> **REQUIRED WORK**
Lines that include the word "wooden" should be copied from the listing that follows.

> **GIVEN DATA**
━━━━━━━━━━━━━━━━━━━━

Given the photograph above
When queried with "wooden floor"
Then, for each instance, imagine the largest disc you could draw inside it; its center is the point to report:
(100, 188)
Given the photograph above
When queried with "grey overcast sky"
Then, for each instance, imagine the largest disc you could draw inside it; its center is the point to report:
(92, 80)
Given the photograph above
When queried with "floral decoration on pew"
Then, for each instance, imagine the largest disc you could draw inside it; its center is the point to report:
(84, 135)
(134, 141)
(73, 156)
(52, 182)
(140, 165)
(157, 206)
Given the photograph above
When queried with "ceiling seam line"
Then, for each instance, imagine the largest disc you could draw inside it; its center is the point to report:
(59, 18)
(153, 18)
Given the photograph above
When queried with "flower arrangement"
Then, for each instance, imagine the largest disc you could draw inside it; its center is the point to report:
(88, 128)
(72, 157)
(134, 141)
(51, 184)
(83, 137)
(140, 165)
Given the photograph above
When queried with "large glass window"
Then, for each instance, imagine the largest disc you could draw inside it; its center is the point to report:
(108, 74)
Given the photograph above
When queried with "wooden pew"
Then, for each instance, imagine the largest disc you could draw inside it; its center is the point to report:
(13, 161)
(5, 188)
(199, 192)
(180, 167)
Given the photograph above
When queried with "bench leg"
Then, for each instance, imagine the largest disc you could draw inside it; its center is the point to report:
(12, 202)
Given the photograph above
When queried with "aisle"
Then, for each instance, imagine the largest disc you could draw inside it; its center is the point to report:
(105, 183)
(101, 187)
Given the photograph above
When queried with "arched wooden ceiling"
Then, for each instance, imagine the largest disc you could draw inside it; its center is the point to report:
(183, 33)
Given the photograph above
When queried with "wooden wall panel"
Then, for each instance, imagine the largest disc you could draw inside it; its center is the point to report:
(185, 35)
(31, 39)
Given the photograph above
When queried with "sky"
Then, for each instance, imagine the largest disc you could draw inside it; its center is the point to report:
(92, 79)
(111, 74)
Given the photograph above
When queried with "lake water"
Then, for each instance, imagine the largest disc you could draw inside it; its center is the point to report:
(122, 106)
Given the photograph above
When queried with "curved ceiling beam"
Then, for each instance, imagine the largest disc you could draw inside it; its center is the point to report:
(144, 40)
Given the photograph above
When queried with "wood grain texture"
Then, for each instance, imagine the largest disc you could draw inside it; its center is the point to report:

━━━━━━━━━━━━━━━━━━━━

> **RESULT FOR THIS TASK**
When queried with "wooden floor"
When queried with "wooden pew"
When queried with "arched wooden ceiling"
When queried with "wooden wall panel"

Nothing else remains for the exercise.